In [1]:
# For plotting
import numpy as np
import matplotlib.pyplot as plt
import matplotlib.image as mpimg
%matplotlib inline
# For conversion
from skimage.color import lab2rgb, rgb2lab, rgb2gray
from skimage import io
# For everything
import torch
import torch.nn as nn
import torch.nn.functional as F
# For our model
import torchvision
import torchvision.models as models
from torchvision import datasets, transforms
from torchmetrics import MeanSquaredError, PeakSignalNoiseRatio, StructuralSimilarityIndexMeasure
from PIL import Image
# For utilities
import os, shutil, time

  from .autonotebook import tqdm as notebook_tqdm


In [2]:
%load_ext tensorboard
%tensorboard --logdir=runs

In [3]:
# colab i kaggle jeszcze nie testowane
colab = False
kaggle = False
test_number = '12_2'

In [5]:
color_imgs = 'outputs/color/'
gray_imgs = 'outputs/gray/'
checkpoints = 'checkpoints'
if colab:
    from google.colab import drive
    drive.mount('/content/drive')
    dataset = '/content/drive/MyDrive/MGU/cifar10/'
    
    color_imgs = f'/content/drive/MyDrive/MGU/{test_number}/{color_imgs}'
    gray_imgs = f'/content/drive/MyDrive/MGU/{test_number}/{gray_imgs}'
    checkpoints = f'/content/drive/MyDrive/MGU/{test_number}/{checkpoints}'
elif kaggle:
    dataset = '/kaggle/input/cifar10/'
    
    color_imgs = f'{test_number}/{color_imgs}'
    gray_imgs = f'{test_number}/{gray_imgs}'
    checkpoints = f'{test_number}/{checkpoints}'
else:
    dataset = '../../datasets/cifar10/'

In [6]:
# Make folders and set parameters
os.makedirs(color_imgs, exist_ok=True)
os.makedirs(gray_imgs, exist_ok=True)
os.makedirs(checkpoints, exist_ok=True)
save_images = True
best_losses = [1e10, 1e10, 1e10]
best_epoch = -1
patience = 50
epochs = 500
batch_size = 128
SIZE = 32

In [7]:
from torch.utils.tensorboard import SummaryWriter
writer = SummaryWriter()

In [8]:
# Check if GPU is available
use_gpu = torch.cuda.is_available()
print(use_gpu)

True


In [9]:
import csv

embeddings = {}
with open("../inception_resnet_v2_files/embeddings-cifar10-normalization.csv") as f:
    reader = csv.reader(f)
    for row in reader:
        filename = row[0]
        values = [float(val) for val in row[1:]]
        embeddings[filename] = np.array(values)

In [10]:
images_rgb = {}
imagespath = '../../datasets/cifar10/train'
imagespathval = '../../datasets/cifar10/val'
all_files = [os.path.join(imagespath, file) for file in os.listdir(imagespath) if os.path.isfile(
            os.path.join(imagespath, file))]
all_files2 = [os.path.join(imagespathval, file) for file in os.listdir(imagespathval) if os.path.isfile(
            os.path.join(imagespathval, file))]
all_files = all_files + all_files2
for image in all_files:
    rgbfilename = os.path.basename(image)

════════

### Exercise description
Write the next part of the PyTorch notebook, picking up after its last line of code.

════════

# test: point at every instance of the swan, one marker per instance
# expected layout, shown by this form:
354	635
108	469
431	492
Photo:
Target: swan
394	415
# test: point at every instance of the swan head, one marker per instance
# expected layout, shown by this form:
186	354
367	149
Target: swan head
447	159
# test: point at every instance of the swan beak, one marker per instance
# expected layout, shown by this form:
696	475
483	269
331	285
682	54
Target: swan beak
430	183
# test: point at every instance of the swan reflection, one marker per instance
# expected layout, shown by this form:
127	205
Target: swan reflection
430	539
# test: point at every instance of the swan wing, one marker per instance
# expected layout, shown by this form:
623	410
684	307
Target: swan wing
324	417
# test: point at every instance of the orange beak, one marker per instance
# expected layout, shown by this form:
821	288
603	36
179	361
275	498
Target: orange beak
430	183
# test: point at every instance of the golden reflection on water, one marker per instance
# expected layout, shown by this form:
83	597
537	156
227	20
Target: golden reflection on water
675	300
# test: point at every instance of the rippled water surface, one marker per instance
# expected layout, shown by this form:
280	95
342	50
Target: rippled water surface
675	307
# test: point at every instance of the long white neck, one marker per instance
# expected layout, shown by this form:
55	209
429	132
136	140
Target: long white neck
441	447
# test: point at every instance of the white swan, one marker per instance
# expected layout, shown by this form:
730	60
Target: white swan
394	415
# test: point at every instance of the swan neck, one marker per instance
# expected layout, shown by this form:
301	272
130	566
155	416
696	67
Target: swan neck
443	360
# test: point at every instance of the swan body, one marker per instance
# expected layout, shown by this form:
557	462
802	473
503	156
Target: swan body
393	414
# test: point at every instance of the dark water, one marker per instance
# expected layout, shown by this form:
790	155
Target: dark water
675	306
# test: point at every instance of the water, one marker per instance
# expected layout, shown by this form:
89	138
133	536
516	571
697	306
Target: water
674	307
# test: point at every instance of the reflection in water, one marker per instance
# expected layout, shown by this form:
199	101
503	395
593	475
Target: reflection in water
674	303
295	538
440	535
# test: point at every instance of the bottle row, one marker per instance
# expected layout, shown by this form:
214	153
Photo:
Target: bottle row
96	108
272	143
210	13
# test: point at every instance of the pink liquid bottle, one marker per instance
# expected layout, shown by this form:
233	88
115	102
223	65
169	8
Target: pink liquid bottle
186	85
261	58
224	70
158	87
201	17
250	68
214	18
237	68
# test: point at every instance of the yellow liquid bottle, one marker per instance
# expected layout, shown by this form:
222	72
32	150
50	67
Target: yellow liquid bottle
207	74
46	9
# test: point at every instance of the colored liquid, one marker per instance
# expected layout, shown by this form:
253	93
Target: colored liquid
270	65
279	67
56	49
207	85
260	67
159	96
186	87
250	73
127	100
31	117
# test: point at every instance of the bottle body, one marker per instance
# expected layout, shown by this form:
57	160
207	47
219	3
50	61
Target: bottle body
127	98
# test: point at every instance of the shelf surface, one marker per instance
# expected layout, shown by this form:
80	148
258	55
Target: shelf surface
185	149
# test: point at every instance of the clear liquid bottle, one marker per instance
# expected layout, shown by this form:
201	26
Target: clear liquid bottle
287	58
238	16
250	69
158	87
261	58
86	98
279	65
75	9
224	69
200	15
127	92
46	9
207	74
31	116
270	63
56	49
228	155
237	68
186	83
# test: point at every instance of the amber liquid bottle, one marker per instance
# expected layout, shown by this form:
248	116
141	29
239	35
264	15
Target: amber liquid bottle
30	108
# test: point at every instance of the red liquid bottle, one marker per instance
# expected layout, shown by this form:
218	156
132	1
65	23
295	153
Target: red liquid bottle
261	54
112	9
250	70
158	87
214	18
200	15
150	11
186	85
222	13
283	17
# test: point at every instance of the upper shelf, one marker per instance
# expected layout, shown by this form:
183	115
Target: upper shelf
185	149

════════

### Output of the exercise
    img = Image.open(image).convert("RGB")
    images_rgb[rgbfilename] = img

In [11]:
print(len(embeddings))
print(embeddings["abandoned_ship_s_000004.png"][:20])
print(len(images_rgb))
print(images_rgb["abandoned_ship_s_000004.png"])

60000
[0.21317568 0.16253434 0.26581229 0.29878058 0.33441289 0.24510603
 0.51277979 0.18380144 0.1670414  0.15279668 0.10542652 0.20540888
 0.20522403 0.19407258 0.17829575 0.11919297 0.2119326  0.24213714
 0.23753528 0.18780443]
60000
<PIL.Image.Image image mode=RGB size=32x32 at 0x1EDC23FA3A0>


In [12]:
class LabImageFolder(torch.utils.data.Dataset):
    def __init__(self, paths, split='train'):
        if split == 'train':
            self.transforms = transforms.Compose([
                transforms.Resize((SIZE, SIZE), transforms.InterpolationMode.BICUBIC),
                transforms.RandomCrop(SIZE),
                transforms.RandomHorizontalFlip(),  
            ])
        elif split == 'val':
            self.transforms = transforms.Compose([
                transforms.Resize((SIZE, SIZE), transforms.InterpolationMode.BICUBIC), 
                transforms.RandomCrop(SIZE), 
            ])
            
        self.split = split
        self.size = SIZE
        self.paths = [os.path.join(paths, file) for file in os.listdir(paths) if os.path.isfile(
            os.path.join(paths, file))]
        
        
    def __getitem__(self, index):
        itemfilename = os.path.basename(self.paths[index])
        img = images_rgb[itemfilename]
        img_original = self.transforms(img)
        img_original = np.asarray(img_original)
        img_lab = rgb2lab(img_original)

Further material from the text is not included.